-- Start of Text to read --

Until the Boeremag made it back into media headlines earlier in May after a forensic investigation into industrial-scale corruption at SITA turned up personal emails sent by SITA employees to a Boeremag accused in prison awaiting trial, no one had, quite frankly, heard of “Boervin Boer Nation Freedom Initiative”.
Boervin, which describes itself as “a registered Non-Profit Organisation” with the main goal of achieving “freedom for the political prisoners of the Boer Nation”, issued a press release attempting to justify and explain email communication between André du Toit and his friends in SITA, Banie and Rachel Venter, while awaiting trial in 2008/9.
“It is common knowledge that Mr André du Toit had been friends with various members of SAPS and SITA due to him being a former employee of both SAPS and SITA since the ‘90s. Some of his former colleagues, also being his friends, brought him food during the ‘Boeremag’ trial from 2003 – 2013,” a media release by Boervin explained.

-- End of Text to read --
-- Start of Dataset section --

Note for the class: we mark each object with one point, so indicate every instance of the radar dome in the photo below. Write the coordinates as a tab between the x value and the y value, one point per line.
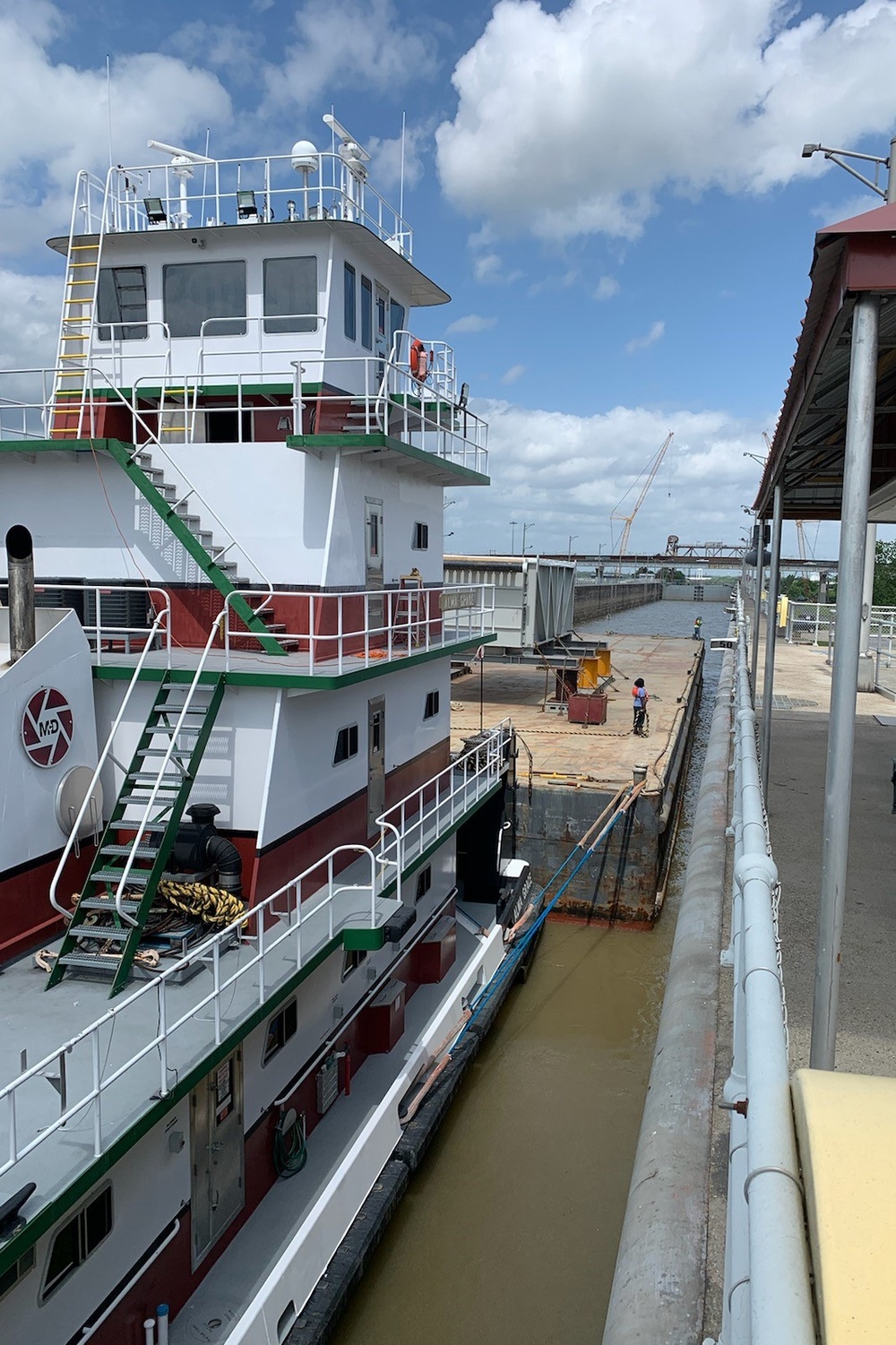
305	156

-- End of Dataset section --

* _List of tasks_:
1: Retype the passage on Boervin and the Boeremag, beginning at the words "Boervin, which describes" and stopping after "trial in 2008/9.".
2: Extend the article on Boervin and the Boeremag emails, picking up after its final sentence.

* _Responses by task_:
1:
Boervin, which describes itself as “a registered Non-Profit Organisation” with the main goal of achieving “freedom for the political prisoners of the Boer Nation”, issued a press release attempting to justify and explain email communication between André du Toit and his friends in SITA, Banie and Rachel Venter, while awaiting trial in 2008/9.

2:
Du Toit, said Boervin, “lost everything while awaiting the imposing of his sentence for almost 11 years. Du Toit was only sentenced in October 2013 for an additional 20 years along with the other ‘Boeremag’ victims who received various sentences.”
Just to recap. While Boervin claims that the Boeremag was a Crime Intelligence project, it is a matter of fact and record that the bombing spree that the Boeremag embarked on in 2002 cost Soweto mother Claudia Mokome her life and also caused around R2-million worth of damage to commuter railway lines.
Remarkably, according to Boervin:
“Innocent citizens were recruited with a threat of violence of black people against white people and a provocation to organise themselves within a defensive structure to defend themselves against such threat.”
It was Crime Intelligence (CI), claims Boervin, who “planted agent provocateurs to steadily change the plans from defensive to offensive. The reason for this was that Crime Intelligence could ‘unmask’ a bigger right-wing threat in order to have more access to the secret funds.”
Boervin claims that because of CI “the actual victims of the ‘Boeremag’ ended up behind bars, since 2002, by way of entrapment. Some of the victims of the ‘Boeremag Project’ decided to turn against the others by acting as state witnesses. These state witnesses are walking free today.”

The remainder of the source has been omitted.